──────── Brano scelto

Venezia

 
                                                                                                                         
 
Nel 1947 Parise termina gli studi superiori e nel 1949 lascia la famiglia e affitta una stanza a Venezia in riva del Carbon.
Iscritto all'Università di Padova, dove frequenta corsi di lettere, medicina e matematica, non arriverà mai ad una laurea. 
Inizia in questo periodo l’apprendistato da giornalista, con alcune brevi collaborazioni all'Alto Adige di Bolzano e all'Arena di Verona, un tirocinio che lo introduce ad un'attività mai più interrotta e che lo vedrà per trent'anni collaboratore ed inviato speciale del  Corriere della Sera.

Ormai si dedica esclusivamente alla scrittura, una vocazione già forte e operante nel Parise adolescente a Vicenza:

Sono in casa di un amico, tra due miei compagni di allora. Ho un ricordo preciso di quel giorno lontano. Si era scatenato su Vicenza un temporale fortissimo. C'era nell'aria una luce verde, livida: una luce strana che creava intorno a noi un'atmosfera da incubo. 
Io avevo sedici anni e stavo scrivendo il mio primo racconto, che non ho mai pubblicato. Si intitolava "Una piccola famiglia". Adesso è scomparso insieme a tante vecchie cose inutili della mia vita passata.1

Invece questo primo racconto era stato pubblicato da "Il Caffè" nel maggio 1958, ma la distanza nel tempo ha leggermente annebbiato il ricordo, come accade per I movimenti remoti, una specie di suggestiva opera prima, un racconto visionario in versi e in prosa recuperato solo di recente e ambientato in un cimitero,

Nel 1972 Parise ne parlava così in un'intervista:

Il mio primo racconto si intitolava "I movimenti remoti" e descriveva l'allucinante storia di un uomo chiuso vivo nella tomba, che sentiva evaporare la sua coscienza parallelamente al disfacimento del corpo. 
Credo che sia la cosa migliore che ho scritto. Ma purtroppo non l'ho più ritrovato.2

Nel testo la voce nella tomba è, in realtà, quella di un giovane uomo morto a ventisette anni, forse in un incidente d'auto (dunque non un sepolto vivo). 
Più che un racconto, è un dialogo-monologo fra l'uomo sepolto ed un misterioso viaggiatore che si aggira per il cimitero  aspettando  l'arrivo del giorno.

Scrivere storie: questa è dunque la strada che Parise ha scelto. 
La vita di provincia, teatro della sua infanzia, gli fornisce la materia prima narrativa, destinata a confluire di lì a poco nei grandi romanzi veneti.

────────────────
──────── Dati forniti

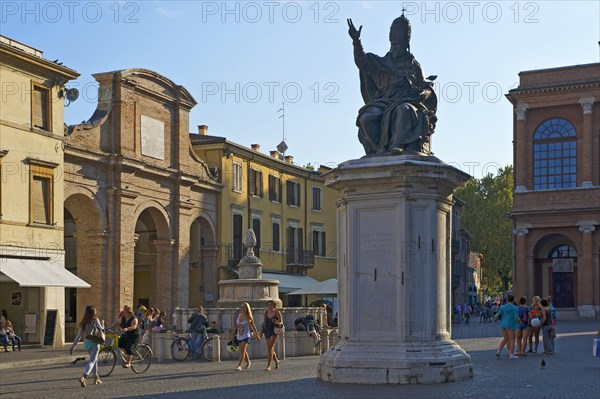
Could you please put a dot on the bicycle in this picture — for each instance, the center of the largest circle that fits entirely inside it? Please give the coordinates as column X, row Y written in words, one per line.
column 107, row 357
column 183, row 347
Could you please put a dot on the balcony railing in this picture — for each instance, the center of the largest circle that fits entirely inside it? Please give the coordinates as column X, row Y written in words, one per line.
column 299, row 260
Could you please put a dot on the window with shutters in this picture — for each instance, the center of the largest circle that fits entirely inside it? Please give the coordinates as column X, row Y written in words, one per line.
column 255, row 183
column 319, row 242
column 237, row 177
column 276, row 227
column 41, row 194
column 293, row 193
column 274, row 188
column 316, row 198
column 40, row 107
column 295, row 245
column 256, row 228
column 238, row 250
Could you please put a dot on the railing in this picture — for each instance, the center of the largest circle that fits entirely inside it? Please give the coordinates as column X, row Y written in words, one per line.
column 299, row 260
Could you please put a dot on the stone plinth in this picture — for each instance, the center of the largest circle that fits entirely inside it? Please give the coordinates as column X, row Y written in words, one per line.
column 394, row 273
column 250, row 287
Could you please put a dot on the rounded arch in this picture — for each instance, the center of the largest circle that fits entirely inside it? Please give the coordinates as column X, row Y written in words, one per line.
column 556, row 274
column 88, row 212
column 554, row 128
column 207, row 222
column 159, row 215
column 547, row 243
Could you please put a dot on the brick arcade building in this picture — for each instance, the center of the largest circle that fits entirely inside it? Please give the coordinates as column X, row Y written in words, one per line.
column 556, row 208
column 140, row 208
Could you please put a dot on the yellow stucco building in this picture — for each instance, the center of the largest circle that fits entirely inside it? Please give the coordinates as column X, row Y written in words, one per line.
column 288, row 206
column 32, row 266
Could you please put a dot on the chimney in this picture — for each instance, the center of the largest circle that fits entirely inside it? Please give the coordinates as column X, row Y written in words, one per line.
column 202, row 130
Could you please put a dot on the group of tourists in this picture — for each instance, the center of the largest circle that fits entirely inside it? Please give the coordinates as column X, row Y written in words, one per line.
column 132, row 325
column 521, row 325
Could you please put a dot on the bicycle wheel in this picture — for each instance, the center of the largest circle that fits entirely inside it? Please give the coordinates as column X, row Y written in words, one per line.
column 207, row 350
column 142, row 359
column 107, row 359
column 180, row 349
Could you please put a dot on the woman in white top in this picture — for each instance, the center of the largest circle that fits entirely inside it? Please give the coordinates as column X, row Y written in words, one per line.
column 244, row 325
column 89, row 317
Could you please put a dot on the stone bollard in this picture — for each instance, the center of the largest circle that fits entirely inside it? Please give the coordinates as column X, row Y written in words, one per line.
column 161, row 345
column 216, row 343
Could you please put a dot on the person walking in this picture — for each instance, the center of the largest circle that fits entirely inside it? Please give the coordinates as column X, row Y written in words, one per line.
column 244, row 324
column 523, row 331
column 509, row 322
column 12, row 337
column 535, row 312
column 272, row 319
column 90, row 318
column 547, row 328
column 130, row 333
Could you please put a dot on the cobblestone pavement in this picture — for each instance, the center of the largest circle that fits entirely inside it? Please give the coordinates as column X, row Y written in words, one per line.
column 571, row 373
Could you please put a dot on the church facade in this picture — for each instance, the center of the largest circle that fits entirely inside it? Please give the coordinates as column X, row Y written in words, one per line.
column 556, row 208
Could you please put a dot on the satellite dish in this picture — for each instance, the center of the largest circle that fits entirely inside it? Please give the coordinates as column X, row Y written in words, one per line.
column 72, row 94
column 282, row 147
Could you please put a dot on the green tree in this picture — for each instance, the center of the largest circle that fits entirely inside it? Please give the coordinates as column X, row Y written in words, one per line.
column 486, row 216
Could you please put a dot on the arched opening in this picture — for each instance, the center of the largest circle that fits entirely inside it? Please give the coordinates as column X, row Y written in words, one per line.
column 556, row 270
column 85, row 255
column 152, row 260
column 202, row 261
column 144, row 259
column 70, row 233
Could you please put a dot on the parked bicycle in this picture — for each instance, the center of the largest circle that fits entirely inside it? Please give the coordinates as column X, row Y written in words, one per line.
column 107, row 357
column 185, row 346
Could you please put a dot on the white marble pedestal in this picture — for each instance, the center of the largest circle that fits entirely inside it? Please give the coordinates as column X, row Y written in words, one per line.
column 394, row 273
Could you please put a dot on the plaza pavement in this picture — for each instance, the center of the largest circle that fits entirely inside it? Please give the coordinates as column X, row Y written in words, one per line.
column 571, row 373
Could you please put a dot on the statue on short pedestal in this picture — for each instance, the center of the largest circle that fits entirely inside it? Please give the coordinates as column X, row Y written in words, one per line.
column 400, row 105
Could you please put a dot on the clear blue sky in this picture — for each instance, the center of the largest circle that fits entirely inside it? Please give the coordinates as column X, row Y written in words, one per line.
column 241, row 60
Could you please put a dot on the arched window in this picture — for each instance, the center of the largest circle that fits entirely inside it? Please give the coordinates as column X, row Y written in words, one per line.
column 562, row 251
column 554, row 155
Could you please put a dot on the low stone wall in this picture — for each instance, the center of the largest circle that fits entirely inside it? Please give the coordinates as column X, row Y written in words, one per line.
column 224, row 318
column 293, row 343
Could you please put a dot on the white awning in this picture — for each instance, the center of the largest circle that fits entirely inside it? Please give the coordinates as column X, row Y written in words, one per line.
column 290, row 282
column 39, row 273
column 327, row 287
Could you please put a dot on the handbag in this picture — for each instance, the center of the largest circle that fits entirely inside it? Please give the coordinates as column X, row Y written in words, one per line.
column 94, row 333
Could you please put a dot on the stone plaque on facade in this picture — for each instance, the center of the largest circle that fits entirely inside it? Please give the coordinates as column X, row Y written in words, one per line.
column 153, row 137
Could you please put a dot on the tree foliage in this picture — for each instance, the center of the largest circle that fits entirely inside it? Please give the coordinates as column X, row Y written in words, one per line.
column 486, row 216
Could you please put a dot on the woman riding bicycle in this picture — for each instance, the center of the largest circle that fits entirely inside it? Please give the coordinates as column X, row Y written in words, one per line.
column 130, row 333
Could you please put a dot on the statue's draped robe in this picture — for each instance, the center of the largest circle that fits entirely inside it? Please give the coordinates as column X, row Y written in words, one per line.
column 398, row 97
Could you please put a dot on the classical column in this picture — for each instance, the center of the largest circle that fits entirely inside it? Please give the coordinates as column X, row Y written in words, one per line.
column 522, row 144
column 522, row 280
column 585, row 275
column 586, row 152
column 91, row 252
column 162, row 274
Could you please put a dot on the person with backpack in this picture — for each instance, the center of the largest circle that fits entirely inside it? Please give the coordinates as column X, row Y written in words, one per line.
column 90, row 318
column 523, row 331
column 308, row 323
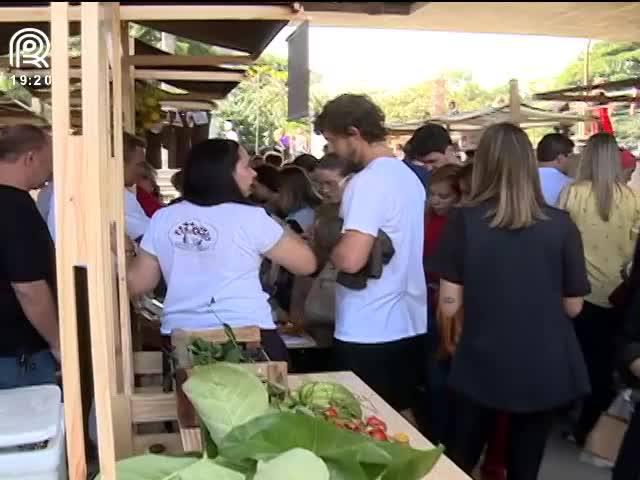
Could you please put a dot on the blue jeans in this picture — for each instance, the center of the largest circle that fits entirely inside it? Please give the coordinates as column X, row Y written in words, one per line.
column 27, row 370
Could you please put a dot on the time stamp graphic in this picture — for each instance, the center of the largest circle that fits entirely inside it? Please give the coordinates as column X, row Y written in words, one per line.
column 30, row 48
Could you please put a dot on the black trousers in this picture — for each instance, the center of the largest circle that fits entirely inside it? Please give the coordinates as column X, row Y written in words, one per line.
column 472, row 424
column 628, row 465
column 596, row 328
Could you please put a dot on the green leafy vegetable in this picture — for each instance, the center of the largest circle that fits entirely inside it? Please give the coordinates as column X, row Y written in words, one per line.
column 293, row 465
column 225, row 396
column 204, row 352
column 158, row 467
column 348, row 455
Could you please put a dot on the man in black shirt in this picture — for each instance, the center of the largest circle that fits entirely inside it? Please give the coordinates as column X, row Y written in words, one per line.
column 29, row 336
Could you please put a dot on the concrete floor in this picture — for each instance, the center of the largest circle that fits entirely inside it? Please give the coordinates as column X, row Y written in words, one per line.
column 562, row 462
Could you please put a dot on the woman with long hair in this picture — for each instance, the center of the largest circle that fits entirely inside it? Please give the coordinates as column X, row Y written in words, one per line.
column 444, row 194
column 297, row 199
column 209, row 248
column 517, row 268
column 607, row 213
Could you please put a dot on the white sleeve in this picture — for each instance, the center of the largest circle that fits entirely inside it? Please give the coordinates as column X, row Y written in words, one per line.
column 148, row 240
column 264, row 231
column 136, row 221
column 51, row 220
column 364, row 207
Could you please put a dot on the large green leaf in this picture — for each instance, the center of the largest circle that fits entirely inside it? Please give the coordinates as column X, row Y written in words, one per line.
column 159, row 467
column 225, row 396
column 293, row 465
column 348, row 455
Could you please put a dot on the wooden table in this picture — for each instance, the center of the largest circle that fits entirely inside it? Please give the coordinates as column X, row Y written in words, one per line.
column 372, row 404
column 445, row 469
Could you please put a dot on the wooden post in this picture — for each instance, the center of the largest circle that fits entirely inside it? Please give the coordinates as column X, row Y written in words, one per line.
column 123, row 434
column 128, row 79
column 514, row 102
column 68, row 174
column 95, row 127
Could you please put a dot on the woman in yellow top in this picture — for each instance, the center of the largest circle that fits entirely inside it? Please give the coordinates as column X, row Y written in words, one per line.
column 607, row 213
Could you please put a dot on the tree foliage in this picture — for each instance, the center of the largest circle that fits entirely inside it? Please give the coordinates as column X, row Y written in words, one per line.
column 608, row 62
column 257, row 107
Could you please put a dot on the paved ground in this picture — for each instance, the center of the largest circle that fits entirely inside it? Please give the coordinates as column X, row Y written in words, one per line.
column 562, row 463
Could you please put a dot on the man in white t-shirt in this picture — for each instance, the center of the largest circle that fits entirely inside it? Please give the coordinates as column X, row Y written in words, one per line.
column 136, row 221
column 553, row 161
column 380, row 331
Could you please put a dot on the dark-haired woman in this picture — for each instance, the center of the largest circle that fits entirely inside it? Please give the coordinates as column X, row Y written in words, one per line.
column 209, row 248
column 297, row 199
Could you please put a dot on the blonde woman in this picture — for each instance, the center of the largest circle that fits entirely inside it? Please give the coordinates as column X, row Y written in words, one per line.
column 517, row 268
column 607, row 213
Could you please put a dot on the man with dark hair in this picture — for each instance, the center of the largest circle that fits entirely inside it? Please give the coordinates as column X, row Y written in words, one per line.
column 429, row 148
column 379, row 329
column 29, row 328
column 136, row 221
column 553, row 157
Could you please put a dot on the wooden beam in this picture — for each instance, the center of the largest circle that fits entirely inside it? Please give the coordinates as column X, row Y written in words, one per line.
column 95, row 127
column 153, row 407
column 562, row 97
column 417, row 6
column 67, row 169
column 617, row 84
column 147, row 363
column 189, row 75
column 196, row 97
column 206, row 12
column 188, row 60
column 170, row 441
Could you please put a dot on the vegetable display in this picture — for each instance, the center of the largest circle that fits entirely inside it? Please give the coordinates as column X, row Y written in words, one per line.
column 303, row 436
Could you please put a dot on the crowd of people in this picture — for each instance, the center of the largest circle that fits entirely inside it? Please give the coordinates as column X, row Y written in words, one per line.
column 481, row 299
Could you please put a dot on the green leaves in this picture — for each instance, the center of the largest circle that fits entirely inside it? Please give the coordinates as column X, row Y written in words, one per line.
column 293, row 465
column 158, row 467
column 349, row 456
column 225, row 396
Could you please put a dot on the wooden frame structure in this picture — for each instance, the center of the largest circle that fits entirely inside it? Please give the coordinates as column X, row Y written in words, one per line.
column 88, row 169
column 92, row 288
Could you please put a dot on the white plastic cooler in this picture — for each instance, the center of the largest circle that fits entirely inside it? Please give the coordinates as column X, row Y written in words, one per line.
column 31, row 416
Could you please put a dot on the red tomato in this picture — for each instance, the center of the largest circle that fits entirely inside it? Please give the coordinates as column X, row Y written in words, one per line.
column 354, row 427
column 376, row 423
column 331, row 412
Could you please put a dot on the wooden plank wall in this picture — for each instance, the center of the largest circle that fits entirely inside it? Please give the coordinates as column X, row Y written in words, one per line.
column 69, row 172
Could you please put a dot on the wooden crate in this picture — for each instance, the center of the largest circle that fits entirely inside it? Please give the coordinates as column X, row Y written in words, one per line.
column 151, row 407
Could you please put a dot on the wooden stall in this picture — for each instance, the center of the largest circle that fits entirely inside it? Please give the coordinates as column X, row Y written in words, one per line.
column 92, row 95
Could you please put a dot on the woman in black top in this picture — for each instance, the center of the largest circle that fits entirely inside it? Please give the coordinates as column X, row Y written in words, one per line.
column 627, row 466
column 517, row 266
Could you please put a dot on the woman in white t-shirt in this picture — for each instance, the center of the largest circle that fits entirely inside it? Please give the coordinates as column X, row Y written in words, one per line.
column 209, row 248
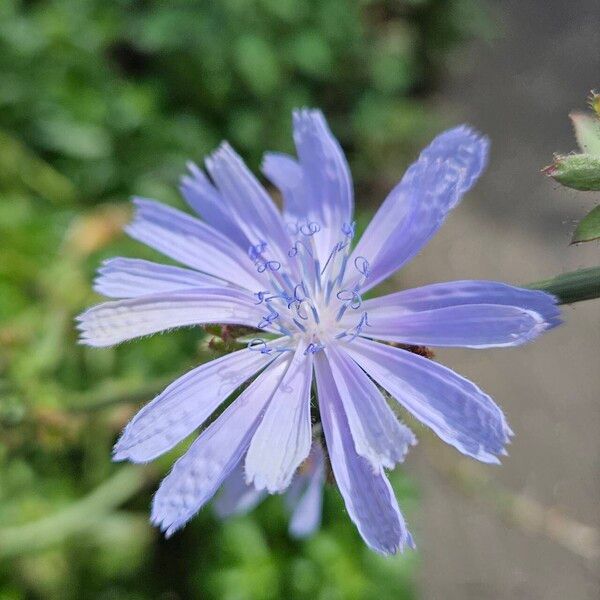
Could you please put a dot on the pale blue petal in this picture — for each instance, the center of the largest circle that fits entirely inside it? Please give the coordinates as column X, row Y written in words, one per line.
column 249, row 203
column 197, row 475
column 115, row 322
column 185, row 405
column 458, row 293
column 368, row 496
column 283, row 438
column 328, row 189
column 285, row 173
column 133, row 277
column 236, row 497
column 455, row 408
column 192, row 243
column 378, row 435
column 308, row 508
column 468, row 325
column 204, row 198
column 419, row 204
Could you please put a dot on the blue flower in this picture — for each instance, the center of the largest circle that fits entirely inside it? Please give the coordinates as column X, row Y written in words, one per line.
column 304, row 496
column 295, row 278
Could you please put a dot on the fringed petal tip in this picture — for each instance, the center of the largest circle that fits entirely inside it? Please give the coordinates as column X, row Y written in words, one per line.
column 405, row 542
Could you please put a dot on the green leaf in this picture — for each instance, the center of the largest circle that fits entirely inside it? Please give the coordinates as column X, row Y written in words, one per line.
column 577, row 171
column 588, row 228
column 572, row 287
column 587, row 132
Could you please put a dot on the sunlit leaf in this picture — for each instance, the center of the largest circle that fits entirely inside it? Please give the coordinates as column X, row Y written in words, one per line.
column 588, row 228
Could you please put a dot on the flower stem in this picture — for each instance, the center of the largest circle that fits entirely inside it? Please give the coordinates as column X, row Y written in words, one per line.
column 572, row 287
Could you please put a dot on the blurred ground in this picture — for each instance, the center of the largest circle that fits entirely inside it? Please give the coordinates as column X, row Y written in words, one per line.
column 519, row 89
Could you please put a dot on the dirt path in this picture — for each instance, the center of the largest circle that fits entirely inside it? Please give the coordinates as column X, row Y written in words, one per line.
column 516, row 227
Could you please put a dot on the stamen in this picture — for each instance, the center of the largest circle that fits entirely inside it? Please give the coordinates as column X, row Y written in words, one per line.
column 310, row 228
column 362, row 265
column 271, row 265
column 313, row 348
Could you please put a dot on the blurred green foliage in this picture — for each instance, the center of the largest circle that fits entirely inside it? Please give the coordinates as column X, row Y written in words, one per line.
column 100, row 100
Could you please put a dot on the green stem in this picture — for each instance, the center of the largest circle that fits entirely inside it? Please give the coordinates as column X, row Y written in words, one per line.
column 75, row 518
column 572, row 287
column 116, row 392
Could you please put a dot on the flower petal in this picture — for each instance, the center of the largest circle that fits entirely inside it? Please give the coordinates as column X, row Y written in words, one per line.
column 132, row 277
column 285, row 173
column 308, row 507
column 236, row 496
column 455, row 408
column 368, row 496
column 192, row 243
column 248, row 203
column 459, row 293
column 283, row 438
column 416, row 208
column 185, row 405
column 328, row 194
column 469, row 326
column 204, row 198
column 378, row 435
column 115, row 322
column 197, row 475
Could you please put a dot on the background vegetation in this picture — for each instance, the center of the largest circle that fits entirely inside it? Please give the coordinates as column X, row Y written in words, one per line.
column 100, row 100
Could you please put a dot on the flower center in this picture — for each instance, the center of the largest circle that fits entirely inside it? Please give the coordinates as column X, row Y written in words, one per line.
column 307, row 296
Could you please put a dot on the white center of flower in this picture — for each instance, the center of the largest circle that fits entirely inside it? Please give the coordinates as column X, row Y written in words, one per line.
column 308, row 297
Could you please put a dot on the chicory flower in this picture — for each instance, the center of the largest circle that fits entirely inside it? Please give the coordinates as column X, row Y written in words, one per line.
column 295, row 277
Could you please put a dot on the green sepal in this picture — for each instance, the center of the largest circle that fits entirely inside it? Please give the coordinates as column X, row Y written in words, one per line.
column 588, row 228
column 577, row 171
column 587, row 132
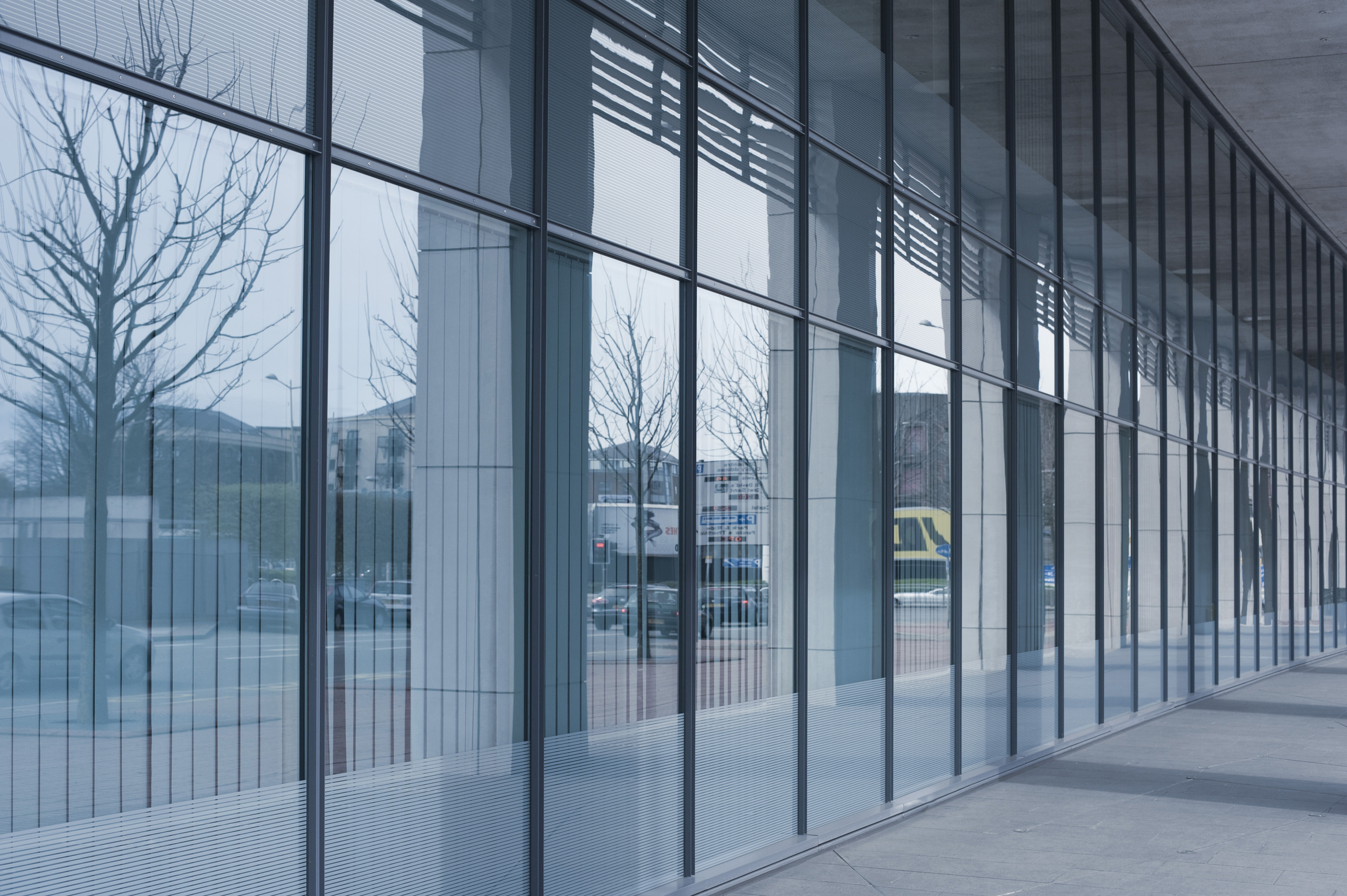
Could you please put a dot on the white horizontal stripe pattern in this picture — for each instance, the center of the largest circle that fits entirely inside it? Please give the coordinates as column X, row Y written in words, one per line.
column 234, row 845
column 446, row 827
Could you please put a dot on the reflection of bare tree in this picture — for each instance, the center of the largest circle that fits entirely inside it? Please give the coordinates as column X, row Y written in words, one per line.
column 634, row 412
column 735, row 388
column 135, row 238
column 392, row 337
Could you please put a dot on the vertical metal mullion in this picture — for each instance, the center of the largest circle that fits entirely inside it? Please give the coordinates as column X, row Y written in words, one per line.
column 888, row 413
column 535, row 492
column 1216, row 401
column 1193, row 386
column 1238, row 436
column 1011, row 426
column 802, row 444
column 957, row 382
column 1097, row 163
column 314, row 448
column 690, row 568
column 1163, row 201
column 1135, row 376
column 1097, row 146
column 1011, row 430
column 1099, row 566
column 1059, row 265
column 1259, row 401
column 1291, row 442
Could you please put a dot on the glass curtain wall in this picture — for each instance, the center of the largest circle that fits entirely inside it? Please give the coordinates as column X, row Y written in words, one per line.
column 150, row 644
column 518, row 486
column 428, row 768
column 745, row 597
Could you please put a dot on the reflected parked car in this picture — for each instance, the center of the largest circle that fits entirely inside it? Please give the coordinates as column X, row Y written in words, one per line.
column 349, row 604
column 397, row 596
column 923, row 597
column 733, row 606
column 616, row 606
column 42, row 635
column 270, row 607
column 274, row 606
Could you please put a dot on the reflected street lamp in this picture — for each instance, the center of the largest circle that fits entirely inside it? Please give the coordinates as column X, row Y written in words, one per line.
column 290, row 422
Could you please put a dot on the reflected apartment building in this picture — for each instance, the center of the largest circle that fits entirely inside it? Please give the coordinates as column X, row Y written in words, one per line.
column 583, row 448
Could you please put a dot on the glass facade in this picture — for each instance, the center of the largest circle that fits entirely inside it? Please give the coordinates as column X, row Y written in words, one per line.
column 365, row 374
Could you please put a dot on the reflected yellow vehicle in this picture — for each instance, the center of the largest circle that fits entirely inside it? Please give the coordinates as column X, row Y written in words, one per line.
column 921, row 543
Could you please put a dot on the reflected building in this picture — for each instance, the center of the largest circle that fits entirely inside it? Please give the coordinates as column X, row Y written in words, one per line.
column 701, row 439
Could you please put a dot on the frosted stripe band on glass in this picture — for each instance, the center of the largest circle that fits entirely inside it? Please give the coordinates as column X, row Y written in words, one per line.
column 613, row 809
column 446, row 827
column 923, row 729
column 250, row 843
column 745, row 778
column 847, row 751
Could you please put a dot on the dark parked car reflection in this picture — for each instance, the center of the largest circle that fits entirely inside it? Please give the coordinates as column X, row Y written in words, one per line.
column 618, row 606
column 733, row 606
column 275, row 606
column 42, row 636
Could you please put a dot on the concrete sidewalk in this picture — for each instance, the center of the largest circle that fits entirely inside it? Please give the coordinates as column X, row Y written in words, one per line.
column 1240, row 794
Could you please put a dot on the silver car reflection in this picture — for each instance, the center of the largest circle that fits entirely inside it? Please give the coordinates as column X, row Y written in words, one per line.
column 42, row 638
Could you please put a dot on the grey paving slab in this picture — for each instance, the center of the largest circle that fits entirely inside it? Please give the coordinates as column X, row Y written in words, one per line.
column 1241, row 795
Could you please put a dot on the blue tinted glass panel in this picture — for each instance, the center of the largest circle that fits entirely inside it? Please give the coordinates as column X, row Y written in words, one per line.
column 1036, row 573
column 1151, row 463
column 450, row 98
column 150, row 499
column 1035, row 172
column 847, row 76
column 1079, row 644
column 1179, row 569
column 988, row 277
column 747, row 771
column 923, row 119
column 982, row 557
column 1117, row 569
column 845, row 541
column 665, row 19
column 922, row 550
column 982, row 98
column 428, row 773
column 923, row 271
column 1036, row 330
column 1081, row 328
column 1116, row 202
column 847, row 242
column 613, row 747
column 753, row 45
column 1078, row 205
column 227, row 53
column 748, row 194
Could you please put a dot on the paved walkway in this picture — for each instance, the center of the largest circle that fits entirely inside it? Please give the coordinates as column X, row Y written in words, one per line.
column 1241, row 794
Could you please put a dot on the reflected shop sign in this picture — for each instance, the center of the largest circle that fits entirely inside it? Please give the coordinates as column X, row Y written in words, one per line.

────────────────

> Esercizi da svolgere:
a. Stabilisci se ciascuna affermazione concorda con il brano su Parise, rispondendo sì o no e citando le parole del brano che lo dimostrano. (i) Parise si laureò all'Università di Padova. (ii) Parise fu per trent'anni collaboratore e inviato speciale del Corriere della Sera. (iii) Ne "I movimenti remoti" la voce nella tomba appartiene a un uomo sepolto vivo.
b. Prosegui il brano su Parise, riprendendo subito dopo la sua ultima frase.
I dati costituiscono un materiale a sé, distinto dal brano su Parise.

> Esercizi svolti:
a.
(i) No: "non arriverà mai ad una laurea".
(ii) Sì: "per trent'anni collaboratore ed inviato speciale".
(iii) No: "dunque non un sepolto vivo".

b.
Audio Parte 1 
 

 
 
      
 

 

A Venezia, nel '51, esce il suo primo romanzo, Il ragazzo morto e le comete, un libro, nota Zanzotto, fatto di:

"...poveri ragazzi abbandonati, accanitamente alla ricerca di una forma di sopravvivenza, in questo o in altri mondi, tra guerra e primo dopoguerra, in condizioni disumane, ma pur capaci di trovare in ogni momento della loro quotidianità, della loro fantasia, un "perché" nuovo".3

Il libro fu pubblicato da Neri Pozza, che ricorda così quel giovane Parise appena ventenne:

"Un pomeriggio venne da me e tolse di tasca un foglio spiegazzato: era l'attacco del suo primo libro, "Il ragazzo morto e le comete", e credo fosse sicuro di aver afferrato il filo che lo avrebbe portato a scrivere il libro. 
Diceva di non sapere come avrebbe svolto la sua storia, però sapeva che esisteva "il teatro di gesta", bastava che i suoi personaggi deformi e scalcagnati cominciassero a muoversi e le sue ragazze a parlare. 
Se ne andò qualche settimana a Venezia a vivere in una stanza-granaio. Cinque mesi dopo aveva finito di scrivere il libro. Venne a trovarmi e volle che lo leggessimo insieme; restò due giornate disteso nel letto vicino al mio, nella mia camera, a leggere e a spiegare. 
Dopo di che consegnai il libro al tipografo. Il lettore d'oggi deve cercare di figurarsi quel che successe a Vicenza, quando il libro andò in vetrina e cominciò a correre fra le mani del pubblico. Non ci fu un lettore, al di sopra della giovinezza, che dicesse una parola di consenso. 
Parise era, per i suoi venticinque lettori, "matto da legare". 
Di fatto, il libro non ebbe premi e, nemmeno recensioni che lo incoraggiassero. Ma Parise andava per la sua strada. Gli premevano le idee, le fantasie".4

Nell'Avvertenza al libro Neri Pozza scrive:

"Nella nostra professione la scoperta di uno scrittore nuovo è il premio di un'attenta amministrazione, il risultato di letture di centinaia di manoscritti.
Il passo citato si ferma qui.